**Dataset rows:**
►

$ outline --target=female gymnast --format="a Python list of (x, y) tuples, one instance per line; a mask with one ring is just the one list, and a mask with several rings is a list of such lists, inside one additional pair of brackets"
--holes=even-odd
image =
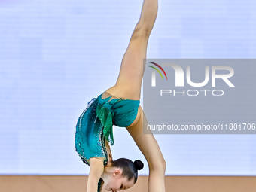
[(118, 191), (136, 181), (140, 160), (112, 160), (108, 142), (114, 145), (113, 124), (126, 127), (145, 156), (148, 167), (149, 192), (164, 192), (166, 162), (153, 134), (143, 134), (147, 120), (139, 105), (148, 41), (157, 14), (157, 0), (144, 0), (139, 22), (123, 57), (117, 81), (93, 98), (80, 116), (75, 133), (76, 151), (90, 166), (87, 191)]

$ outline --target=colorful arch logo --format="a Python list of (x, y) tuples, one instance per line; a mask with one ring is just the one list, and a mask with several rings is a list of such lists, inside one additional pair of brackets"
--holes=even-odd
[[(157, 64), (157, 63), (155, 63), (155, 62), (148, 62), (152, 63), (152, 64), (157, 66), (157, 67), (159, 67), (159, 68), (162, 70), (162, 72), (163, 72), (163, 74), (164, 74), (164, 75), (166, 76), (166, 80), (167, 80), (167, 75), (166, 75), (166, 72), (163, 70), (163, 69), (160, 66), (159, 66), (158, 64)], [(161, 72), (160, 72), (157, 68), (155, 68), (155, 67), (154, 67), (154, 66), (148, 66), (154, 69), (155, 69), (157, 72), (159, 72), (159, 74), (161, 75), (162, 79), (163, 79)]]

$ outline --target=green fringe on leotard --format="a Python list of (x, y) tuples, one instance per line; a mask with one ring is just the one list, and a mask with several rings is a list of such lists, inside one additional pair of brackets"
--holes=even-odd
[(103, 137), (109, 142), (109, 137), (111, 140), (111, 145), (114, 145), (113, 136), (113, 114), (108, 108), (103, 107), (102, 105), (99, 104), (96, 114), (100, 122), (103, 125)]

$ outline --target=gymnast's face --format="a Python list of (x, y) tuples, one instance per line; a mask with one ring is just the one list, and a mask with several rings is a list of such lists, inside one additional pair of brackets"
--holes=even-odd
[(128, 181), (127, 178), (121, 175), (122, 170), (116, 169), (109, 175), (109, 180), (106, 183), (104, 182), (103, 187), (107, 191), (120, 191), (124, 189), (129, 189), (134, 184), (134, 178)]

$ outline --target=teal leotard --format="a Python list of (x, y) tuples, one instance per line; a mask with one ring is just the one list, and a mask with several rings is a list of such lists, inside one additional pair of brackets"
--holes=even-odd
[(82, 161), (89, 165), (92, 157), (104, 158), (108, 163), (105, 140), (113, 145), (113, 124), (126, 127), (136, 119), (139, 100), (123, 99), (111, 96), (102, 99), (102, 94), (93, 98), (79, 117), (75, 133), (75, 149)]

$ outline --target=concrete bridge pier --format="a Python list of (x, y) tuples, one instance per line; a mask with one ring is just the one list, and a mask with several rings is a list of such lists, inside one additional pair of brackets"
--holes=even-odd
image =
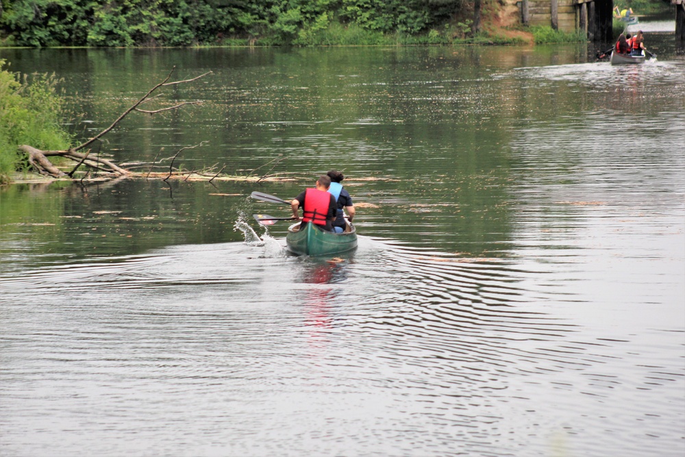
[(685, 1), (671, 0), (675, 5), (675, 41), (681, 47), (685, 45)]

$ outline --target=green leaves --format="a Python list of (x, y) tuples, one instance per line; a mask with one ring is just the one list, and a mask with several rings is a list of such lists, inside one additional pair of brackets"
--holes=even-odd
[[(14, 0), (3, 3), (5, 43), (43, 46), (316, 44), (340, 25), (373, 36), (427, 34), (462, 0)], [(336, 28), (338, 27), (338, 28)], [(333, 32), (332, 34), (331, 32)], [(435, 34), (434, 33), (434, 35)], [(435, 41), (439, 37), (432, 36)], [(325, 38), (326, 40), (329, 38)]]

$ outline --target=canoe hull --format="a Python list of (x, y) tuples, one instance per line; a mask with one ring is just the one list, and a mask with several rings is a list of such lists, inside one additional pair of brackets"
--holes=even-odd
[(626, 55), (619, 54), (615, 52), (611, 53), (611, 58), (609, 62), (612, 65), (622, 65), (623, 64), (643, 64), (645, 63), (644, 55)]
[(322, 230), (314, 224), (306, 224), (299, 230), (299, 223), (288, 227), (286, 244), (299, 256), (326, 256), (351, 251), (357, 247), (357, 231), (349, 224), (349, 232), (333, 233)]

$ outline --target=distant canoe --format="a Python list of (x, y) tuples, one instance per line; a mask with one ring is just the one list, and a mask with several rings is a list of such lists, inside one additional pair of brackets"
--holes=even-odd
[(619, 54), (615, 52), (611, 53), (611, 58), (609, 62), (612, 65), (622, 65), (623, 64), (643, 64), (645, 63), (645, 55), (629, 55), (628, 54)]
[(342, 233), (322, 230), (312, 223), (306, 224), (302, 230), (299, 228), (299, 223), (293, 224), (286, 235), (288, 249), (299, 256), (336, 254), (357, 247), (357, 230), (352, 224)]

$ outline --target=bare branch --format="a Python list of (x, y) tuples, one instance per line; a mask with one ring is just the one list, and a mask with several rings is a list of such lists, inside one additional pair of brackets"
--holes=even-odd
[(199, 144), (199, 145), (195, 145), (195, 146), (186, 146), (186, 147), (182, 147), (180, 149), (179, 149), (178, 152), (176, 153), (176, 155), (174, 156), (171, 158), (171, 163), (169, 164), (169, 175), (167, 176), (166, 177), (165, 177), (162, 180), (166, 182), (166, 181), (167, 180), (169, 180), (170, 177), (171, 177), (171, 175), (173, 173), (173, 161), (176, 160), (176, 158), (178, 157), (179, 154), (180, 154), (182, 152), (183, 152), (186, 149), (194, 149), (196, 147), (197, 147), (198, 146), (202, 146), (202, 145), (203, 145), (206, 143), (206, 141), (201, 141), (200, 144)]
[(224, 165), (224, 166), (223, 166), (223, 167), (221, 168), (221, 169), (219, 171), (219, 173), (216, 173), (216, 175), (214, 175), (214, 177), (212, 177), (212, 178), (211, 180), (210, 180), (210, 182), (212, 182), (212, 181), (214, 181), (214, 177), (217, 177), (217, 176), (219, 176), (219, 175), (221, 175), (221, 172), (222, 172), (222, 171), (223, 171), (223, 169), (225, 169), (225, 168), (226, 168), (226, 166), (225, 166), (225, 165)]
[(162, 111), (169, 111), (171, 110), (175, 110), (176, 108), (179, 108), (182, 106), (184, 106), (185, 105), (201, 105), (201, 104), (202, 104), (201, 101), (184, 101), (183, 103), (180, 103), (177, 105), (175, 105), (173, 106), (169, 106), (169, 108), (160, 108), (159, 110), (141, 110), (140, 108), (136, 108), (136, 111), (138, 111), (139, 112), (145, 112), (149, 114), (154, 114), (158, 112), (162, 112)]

◄

**GIVEN PROBLEM:**
Identify each line in the records where the word "green" appears, and copy those lines out in full.

**SOLUTION TO THIS PROBLEM:**
$ outline --target=green fringe on leotard --format="a Python list of (x, y) tuples, one instance per line; a mask with one ring is just the one list, and a mask with several rings is a list of such lists, inside one additional pair of brackets"
$ outline --target=green leaves --format="a Python list of (x, y) tuples, one instance per line; a mask with one ring is just the one list, and a mask with several rings is a list of such lists, inside one additional pair of brackets"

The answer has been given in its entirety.